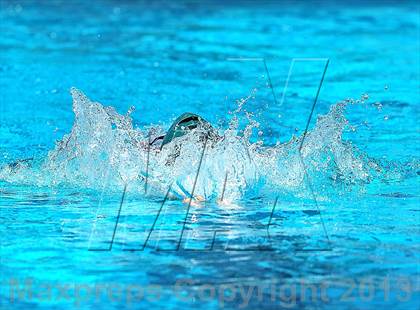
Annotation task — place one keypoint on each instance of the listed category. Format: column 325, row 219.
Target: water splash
column 103, row 150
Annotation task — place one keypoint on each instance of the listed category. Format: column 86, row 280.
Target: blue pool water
column 333, row 226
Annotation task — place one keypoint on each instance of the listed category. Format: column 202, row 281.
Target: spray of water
column 104, row 150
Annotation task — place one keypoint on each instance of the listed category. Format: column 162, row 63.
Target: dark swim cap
column 186, row 122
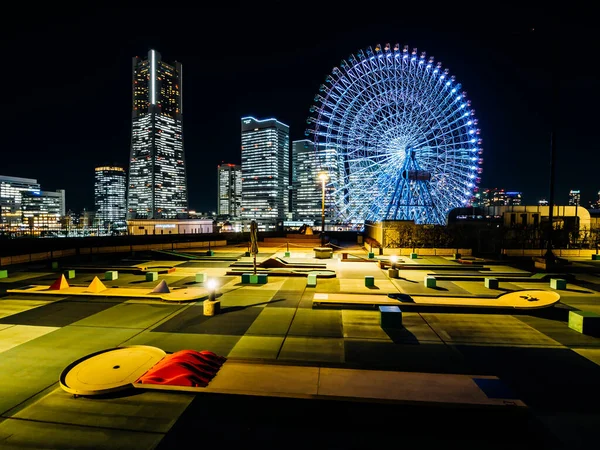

========

Leaving the pictures out, output all of the listing exactly.

Annotation task — place one keypoint on each instance of the listed category. Format: column 325, row 219.
Target: water splash
column 103, row 150
Annotation task — place one keypoint on each instance of the listed category. Format: column 86, row 280.
Target: blue pool water
column 333, row 226
Annotation task — place one keypoint on each instance of the listed category. Format: column 202, row 281.
Target: spray of water
column 104, row 150
Annotation task — place one keypoint on each instance of the listed category. Format: column 162, row 63.
Target: dark swim cap
column 186, row 122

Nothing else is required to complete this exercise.